That's why this year's International Day for Disaster Risk Reduction (IDDRR) carries such a vital message: Fund Resilience, Not Disasters.

For the Insurance Development Forum (IDF), this is not just a call to action; it's at the heart of our work to build future-ready nations.

Why DRR matters for insurability

The IDF believes that investing in disaster risk reduction (DRR) is fundamental to keeping risks insurable in the long run. Without it, insurance will become increasingly unaffordable and unattainable, not only for individuals, communities, and governments, but also for the large-scale infrastructure projects on which future prosperity depends.

In other words: risk reduction is a foundation of insurability.

Insurance thrives on managing uncertainty. But if climate and disaster risks grow unchecked, the industry will face a future where losses outweigh capacity, leaving societies more vulnerable. That's why the IDF DRR Working Group is working to ensure disaster risks remain financeable, bankable, and ultimately insurable.

What we're doing: Turning risk into resilience

Through the DRR Working Group, the IDF brings together public and private partners to reduce disaster risk at every level, local, national and global. Current initiatives include:

  • Launch of the Infrastructure Resilience Development Fund for resilient infrastructure projects in emerging and developing economies: We are mobilising insurance sector investment in resilient infrastructure, designed to strengthen vulnerable communities in emerging and developing economies against climate change and natural disaster risks. Over the past year, the IDF Infrastructure Working Group has created a blueprint to catalyse insurance sector capital into this underserved segment of the infrastructure market. The framework aims to develop a pipeline of projects tailored to insurance investment requirements, aligning closely with the IDF's mission to leverage insurance and risk management expertise to enhance global resilience. Importantly, the fund's first close is imminent, marking a significant step toward turning this blueprint into action.
- - - - -
→ **Exercise task a**
Please repeat the rows exactly, from the line with "Target: branch" up to and including the last line of the rows.
The rows here are unrelated to the disaster risk reduction text.

→ **Data in this exercise**
- - - - -
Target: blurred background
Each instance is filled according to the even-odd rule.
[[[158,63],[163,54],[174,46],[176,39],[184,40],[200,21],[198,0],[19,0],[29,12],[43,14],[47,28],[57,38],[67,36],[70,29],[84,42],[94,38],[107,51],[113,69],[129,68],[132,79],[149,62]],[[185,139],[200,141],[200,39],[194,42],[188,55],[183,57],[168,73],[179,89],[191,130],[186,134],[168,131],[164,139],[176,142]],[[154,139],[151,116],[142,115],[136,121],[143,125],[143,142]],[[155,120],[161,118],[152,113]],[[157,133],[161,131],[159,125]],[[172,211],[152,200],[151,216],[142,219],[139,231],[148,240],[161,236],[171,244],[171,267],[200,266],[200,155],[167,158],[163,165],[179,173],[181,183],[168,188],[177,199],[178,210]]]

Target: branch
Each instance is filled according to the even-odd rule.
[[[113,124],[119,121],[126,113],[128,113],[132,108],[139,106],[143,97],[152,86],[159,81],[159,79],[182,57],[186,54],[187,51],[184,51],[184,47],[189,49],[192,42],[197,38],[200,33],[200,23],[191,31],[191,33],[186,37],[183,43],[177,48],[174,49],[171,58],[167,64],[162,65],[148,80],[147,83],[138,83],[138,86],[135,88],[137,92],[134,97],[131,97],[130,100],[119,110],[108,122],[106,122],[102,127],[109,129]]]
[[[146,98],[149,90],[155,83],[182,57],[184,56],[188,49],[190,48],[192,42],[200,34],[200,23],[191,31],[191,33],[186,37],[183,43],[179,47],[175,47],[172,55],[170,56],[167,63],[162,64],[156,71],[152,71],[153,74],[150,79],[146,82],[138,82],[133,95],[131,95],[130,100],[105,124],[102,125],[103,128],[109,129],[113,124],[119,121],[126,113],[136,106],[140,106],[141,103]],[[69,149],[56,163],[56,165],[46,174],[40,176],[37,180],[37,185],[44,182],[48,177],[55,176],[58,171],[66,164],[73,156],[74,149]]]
- - - - -
→ **Exercise task b**
Copy the disaster risk reduction text word for word, from "That's why this" up to and including "build future-ready nations.".

→ **Correct response a**
Target: branch
Each instance is filled according to the even-odd rule.
[[[113,124],[119,121],[126,113],[128,113],[132,108],[139,106],[143,97],[152,86],[159,81],[159,79],[182,57],[186,54],[187,51],[184,51],[184,47],[189,49],[192,42],[197,38],[200,33],[200,23],[191,31],[191,33],[186,37],[183,43],[177,48],[174,49],[171,58],[167,64],[162,65],[148,80],[147,83],[138,83],[138,86],[135,88],[137,92],[134,97],[131,97],[130,100],[119,110],[108,122],[106,122],[102,127],[109,129]]]
[[[146,98],[149,90],[155,83],[182,57],[184,56],[188,49],[190,48],[192,42],[200,34],[200,23],[191,31],[191,33],[186,37],[183,43],[179,47],[175,47],[172,55],[170,56],[167,63],[162,64],[156,71],[152,71],[153,74],[150,79],[146,82],[138,82],[133,95],[131,95],[130,100],[105,124],[102,125],[103,128],[109,129],[113,124],[119,121],[126,113],[136,106],[140,106],[141,103]],[[69,149],[56,163],[56,165],[46,174],[40,176],[37,180],[37,185],[44,182],[48,177],[55,176],[58,171],[66,164],[73,156],[74,149]]]

→ **Correct response b**
That's why this year's International Day for Disaster Risk Reduction (IDDRR) carries such a vital message: Fund Resilience, Not Disasters.

For the Insurance Development Forum (IDF), this is not just a call to action; it's at the heart of our work to build future-ready nations.